• AIM OF THE TASK: Copy the records exactly. Include every line.

##### DATA IN THIS EXERCISE #####

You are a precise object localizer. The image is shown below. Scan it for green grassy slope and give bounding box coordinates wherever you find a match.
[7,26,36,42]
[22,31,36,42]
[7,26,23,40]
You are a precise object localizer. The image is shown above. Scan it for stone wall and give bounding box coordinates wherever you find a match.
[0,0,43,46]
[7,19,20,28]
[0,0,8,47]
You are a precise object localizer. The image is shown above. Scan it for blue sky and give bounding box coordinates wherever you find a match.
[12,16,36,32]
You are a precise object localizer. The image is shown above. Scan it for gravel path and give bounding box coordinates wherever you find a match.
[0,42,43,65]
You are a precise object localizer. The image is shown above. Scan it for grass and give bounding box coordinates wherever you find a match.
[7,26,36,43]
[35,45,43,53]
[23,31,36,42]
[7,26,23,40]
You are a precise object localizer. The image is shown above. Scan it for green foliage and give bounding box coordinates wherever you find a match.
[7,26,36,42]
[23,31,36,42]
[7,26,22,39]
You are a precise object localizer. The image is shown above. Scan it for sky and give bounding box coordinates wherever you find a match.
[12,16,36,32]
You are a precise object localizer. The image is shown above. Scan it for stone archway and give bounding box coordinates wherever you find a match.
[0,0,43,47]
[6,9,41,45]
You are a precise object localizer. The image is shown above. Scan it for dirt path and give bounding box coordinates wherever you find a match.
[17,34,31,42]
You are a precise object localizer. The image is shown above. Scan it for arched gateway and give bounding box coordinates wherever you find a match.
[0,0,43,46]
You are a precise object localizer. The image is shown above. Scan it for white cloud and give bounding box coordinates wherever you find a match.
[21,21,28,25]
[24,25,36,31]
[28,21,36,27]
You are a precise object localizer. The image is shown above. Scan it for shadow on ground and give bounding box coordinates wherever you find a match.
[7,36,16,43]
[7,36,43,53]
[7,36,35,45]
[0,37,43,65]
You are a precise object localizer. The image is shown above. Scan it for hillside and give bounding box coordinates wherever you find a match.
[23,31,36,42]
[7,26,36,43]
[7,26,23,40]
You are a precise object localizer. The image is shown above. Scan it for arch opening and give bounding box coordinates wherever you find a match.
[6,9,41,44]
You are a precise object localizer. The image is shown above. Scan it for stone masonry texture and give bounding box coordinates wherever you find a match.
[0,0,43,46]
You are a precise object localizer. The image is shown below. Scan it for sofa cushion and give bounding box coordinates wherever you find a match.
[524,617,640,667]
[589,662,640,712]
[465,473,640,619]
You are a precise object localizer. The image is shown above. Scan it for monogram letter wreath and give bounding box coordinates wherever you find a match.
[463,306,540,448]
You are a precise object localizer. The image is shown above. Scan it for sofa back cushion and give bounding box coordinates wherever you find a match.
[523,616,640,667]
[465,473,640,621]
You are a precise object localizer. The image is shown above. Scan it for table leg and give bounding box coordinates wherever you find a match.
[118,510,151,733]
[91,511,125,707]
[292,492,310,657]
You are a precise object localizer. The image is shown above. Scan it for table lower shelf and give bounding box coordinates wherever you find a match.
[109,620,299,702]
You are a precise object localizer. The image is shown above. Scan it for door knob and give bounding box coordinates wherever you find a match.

#####

• REPLY:
You are a precise object localizer. The image is shown below. Scan it for green grassy slope and give bounding box coordinates wherever you find a match.
[7,26,36,42]
[22,31,36,42]
[7,26,23,40]
You are a precise object localizer. The image is shown above. Scan it for stone wall and give bounding box coordinates wherever you find a match.
[0,0,43,46]
[7,19,20,28]
[0,0,8,47]
You are a precise object localizer. The image is shown above. Scan it for blue sky and give bounding box coordinates wherever you find a match.
[12,16,36,32]
You are a precise object localizer. The image is shown above. Scan it for gravel path and give bounding box coordinates wherever you find a match.
[0,42,43,65]
You are a precise object localizer. The image is shown above. Scan it for grass and give bounding box coordinates wherever you find a match.
[7,26,36,43]
[35,45,43,53]
[23,31,36,42]
[7,26,23,40]
You are a precise object localizer. The image is shown above. Scan it for green foliage and give bounding box coordinates wherever you find a match.
[7,26,36,42]
[23,31,36,42]
[7,26,22,39]
You are a precise object localizer. The image is shown above. Scan it for sky and give bounding box coordinates wherever you find a match.
[12,16,36,32]
You are a precise object localizer. The image is shown above. Scan it for stone archway and give bounding box coordinates wherever you find a match.
[0,0,43,47]
[6,9,41,45]
You are a precise object localizer. The image is shown above. Scan it for dirt path and give bounding box coordinates wherever you find a match.
[17,34,31,42]
You are a precise object localizer. The image is shown above. Scan it for arched gateway and give bounding box coordinates wherever you find a match.
[0,0,43,46]
You are a precise object localizer. The image is shown above. Scan it for white cloud and give bounding box coordinates wherever you find a match.
[21,21,28,25]
[24,25,36,31]
[28,21,36,27]
You are a precise object localizer. The image is shown above. Scan it for shadow on ground and give bounding box coordinates wherever you find a match.
[7,36,16,43]
[7,36,43,53]
[7,36,35,45]
[0,37,43,65]
You are a precise object localizer. The image is shown above. Scan it for hillside and give bounding box coordinates wherever you find a match.
[23,31,36,42]
[7,26,36,43]
[7,26,23,40]
You are a precise object localizer. The image is shown above. Scan it for arch opening and give bounding box coordinates wherever you find a match.
[6,9,41,44]
You are a precise object localizer. The image is shown above. Scan it for stone masonry texture and give bounding box coordinates wherever you find a match.
[0,0,43,46]
You are a precise object localizer. The image is shown below. Scan it for sofa cushion and give bounding box coordinates wherever you find a match.
[524,617,640,667]
[589,662,640,712]
[465,473,640,619]
You are a precise object localizer. The image is shown above. Scan it for monogram letter wreath and give bounding box coordinates wherever you find a match.
[463,306,540,448]
You are a precise object localizer. The image is shown above. Scan it for sofa back cushion and give bounding box coordinates wherever you find a match.
[523,616,640,667]
[465,473,640,621]
You are a precise object localizer. The image is shown above. Scan it for table leg and give bounding box coordinates wherever you find a match.
[118,510,151,733]
[91,511,125,707]
[292,492,310,657]
You are a precise object localizer. The image is shown above. Scan it for table lower shelf and give bounding box coordinates wherever you find a match.
[109,620,299,702]
You are a precise object localizer. The image is shown above. Scan it for door knob and give bounding box coordinates wherever you find a match.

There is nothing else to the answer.